* **Document text**:
----------------

Nip across the border to sample the ancient vines

Spain and Portugal may have settled their differences, but when it comes to grapes, it's not so simple.

By Nina Caplan

The vines that produce the kind of grapes you crush for wine can live a long time: I’ve seen gnarled plants on the island of Santorini that are over 150 years old and still producing fruit, although not very much of it. Most, however, get yanked out and replaced long before they’re eligible for a royal telegram; there is a delicate balance between the prestige of old vines and a field full of superannuated stalks with barely a grape between them.

I brought a bottle of old-vine Vinho Verde, a 2012 Soalheiro Primeiras Vinhas, back from northern Portugal a couple of weeks ago, snuggled inside several jumpers in the hold and prayed over by its owner a few feet above although, contrary to the region’s name – Vinho Verde means “green wine” – the contents are a delicate yellow that would have inflicted only temporary damage on my wardrobe. And the Wine Society sells it for £20 a bottle. But this was given to me, and I can be as territorial as any conquering hero, when it comes to wine.

----------------

* **Raw records**:

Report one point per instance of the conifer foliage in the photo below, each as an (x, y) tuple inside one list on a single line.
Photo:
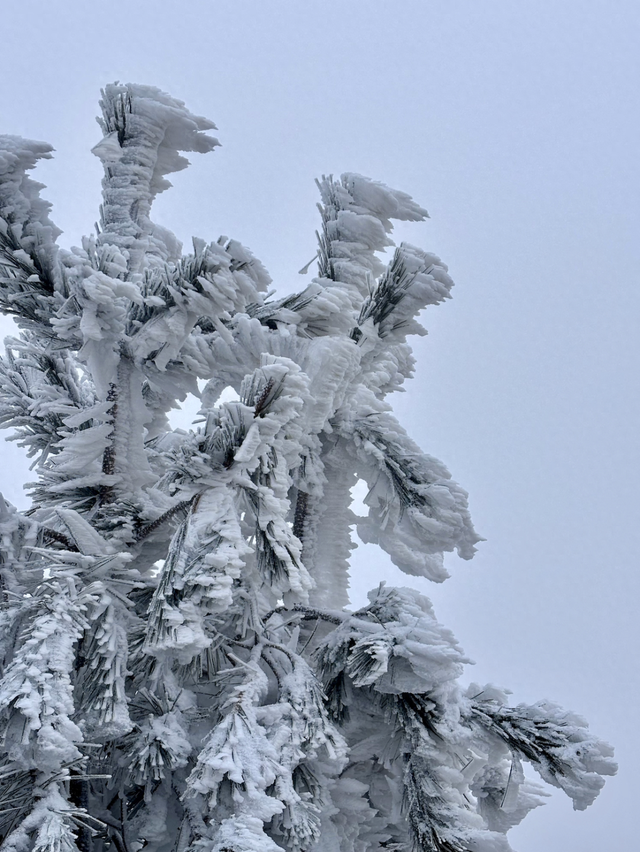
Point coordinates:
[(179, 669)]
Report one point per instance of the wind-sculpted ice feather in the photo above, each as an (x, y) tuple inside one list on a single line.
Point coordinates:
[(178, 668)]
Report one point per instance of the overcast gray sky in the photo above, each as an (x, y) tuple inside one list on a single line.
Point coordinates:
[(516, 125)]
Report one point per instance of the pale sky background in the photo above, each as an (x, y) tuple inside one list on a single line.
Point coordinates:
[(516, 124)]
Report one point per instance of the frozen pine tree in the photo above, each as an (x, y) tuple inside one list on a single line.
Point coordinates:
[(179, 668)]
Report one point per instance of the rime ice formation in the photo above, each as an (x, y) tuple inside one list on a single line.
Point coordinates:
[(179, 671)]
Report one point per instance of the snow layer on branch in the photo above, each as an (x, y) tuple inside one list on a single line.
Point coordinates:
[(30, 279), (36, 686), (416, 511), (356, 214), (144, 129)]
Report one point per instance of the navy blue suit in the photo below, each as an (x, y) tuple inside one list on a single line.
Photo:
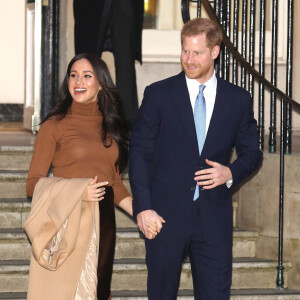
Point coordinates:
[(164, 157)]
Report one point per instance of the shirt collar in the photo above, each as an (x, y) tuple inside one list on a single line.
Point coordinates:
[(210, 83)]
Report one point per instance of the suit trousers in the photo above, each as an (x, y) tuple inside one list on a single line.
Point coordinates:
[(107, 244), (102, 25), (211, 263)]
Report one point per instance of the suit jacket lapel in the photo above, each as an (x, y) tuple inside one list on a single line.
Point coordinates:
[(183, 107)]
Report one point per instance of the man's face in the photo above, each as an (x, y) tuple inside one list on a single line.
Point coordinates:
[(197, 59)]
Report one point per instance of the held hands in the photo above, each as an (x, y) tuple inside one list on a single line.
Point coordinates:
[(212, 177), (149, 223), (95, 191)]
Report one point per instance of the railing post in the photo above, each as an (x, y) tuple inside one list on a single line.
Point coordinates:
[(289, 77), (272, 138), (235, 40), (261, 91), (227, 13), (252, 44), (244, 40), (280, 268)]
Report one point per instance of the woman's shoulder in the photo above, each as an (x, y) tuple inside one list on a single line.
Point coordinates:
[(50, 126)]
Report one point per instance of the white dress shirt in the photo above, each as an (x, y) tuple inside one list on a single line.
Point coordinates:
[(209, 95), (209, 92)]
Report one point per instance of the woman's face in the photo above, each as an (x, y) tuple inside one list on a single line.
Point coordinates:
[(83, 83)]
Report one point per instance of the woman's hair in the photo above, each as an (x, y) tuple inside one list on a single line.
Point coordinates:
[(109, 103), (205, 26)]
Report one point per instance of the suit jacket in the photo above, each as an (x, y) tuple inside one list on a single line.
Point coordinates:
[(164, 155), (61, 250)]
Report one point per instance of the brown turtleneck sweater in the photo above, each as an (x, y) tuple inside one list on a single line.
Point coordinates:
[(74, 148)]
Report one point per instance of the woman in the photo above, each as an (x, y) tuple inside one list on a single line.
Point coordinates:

----------------

* **Requirements**:
A. Write out the entries as a numbered list, from the line containing "Report one point per instance of the navy" down to the line containing "40), (280, 268)]", with both of those lines included, blank lines dropped and the pictures left out.
B. Continue the article about old vines from the point where it stops.
The wine article and the entries come from separate sources.

* **Final results**:
A.
1. Report one point per instance of the navy blue suit in the photo below, each as an (x, y) tuple inside one list on a single line.
2. Photo:
3. Point coordinates:
4. [(164, 157)]
5. Report one point per instance of the shirt collar in the photo above, each as an (x, y) tuple inside one list on a single line.
6. Point coordinates:
7. [(210, 83)]
8. Report one point per instance of the suit trousers in the photo above, each as an (x, y) tuple inside one list on a single line.
9. Point coordinates:
10. [(107, 244), (102, 25), (211, 263)]
11. Report one point per instance of the suit jacket lapel in the photo above, each as an (x, y) tuple inside one list on a single line.
12. Point coordinates:
13. [(183, 107)]
14. Report one point per instance of the man's face in the photo above, each as an (x, y) tuple inside one list on a single line.
15. Point coordinates:
16. [(197, 59)]
17. Report one point per instance of the held hands in the photo above, each as an (x, y) tuple inside one list on a single line.
18. Point coordinates:
19. [(212, 177), (149, 223), (95, 191)]
20. Report one point per instance of the railing post in the photo above, each as an (x, y) tuple inside one list on a single line.
21. Point coordinates:
22. [(289, 77), (272, 138), (235, 40), (261, 91), (227, 13), (252, 44), (244, 40), (280, 268)]

B.
Its grape, Alvarinho, is now Vinho Verde’s trendiest, largely because of its success across the Spanish border in Galicia, where it is called Albariño. The vines are over 40 years old. I tasted this lovely wine in a beautiful glass-walled room on the estate in Melgaço, gazing through those huge windows at Spain. It feels peculiar to sit in one country looking at the other while tasting the wine that has largely replaced land as the root of their rivalry. It is a curiosity that most people view Vinho Verde as a style and not a region (it is both), and its grapes remain shrouded in mystery – even those, like Alvarinho and Loureiro, that are pretty well known in their Spanish incarnation.

Wine notwithstanding, relations between the two Iberian nations are mainly cordial these days. Luiz Cerdeira, Soalheiro’s owner, pointed out the benefits of nipping north for the midday meal: not only do the Spanish start later and lunch longer, but the time difference allows you to recuperate an hour when you return. This almost makes having an enormous, powerful neighbour worthwhile. Greedy Portuguese buying lunch is an improvement on acquisitive Castilians attempting to add Portugal to their roster of conquered states; I believe they call this progress.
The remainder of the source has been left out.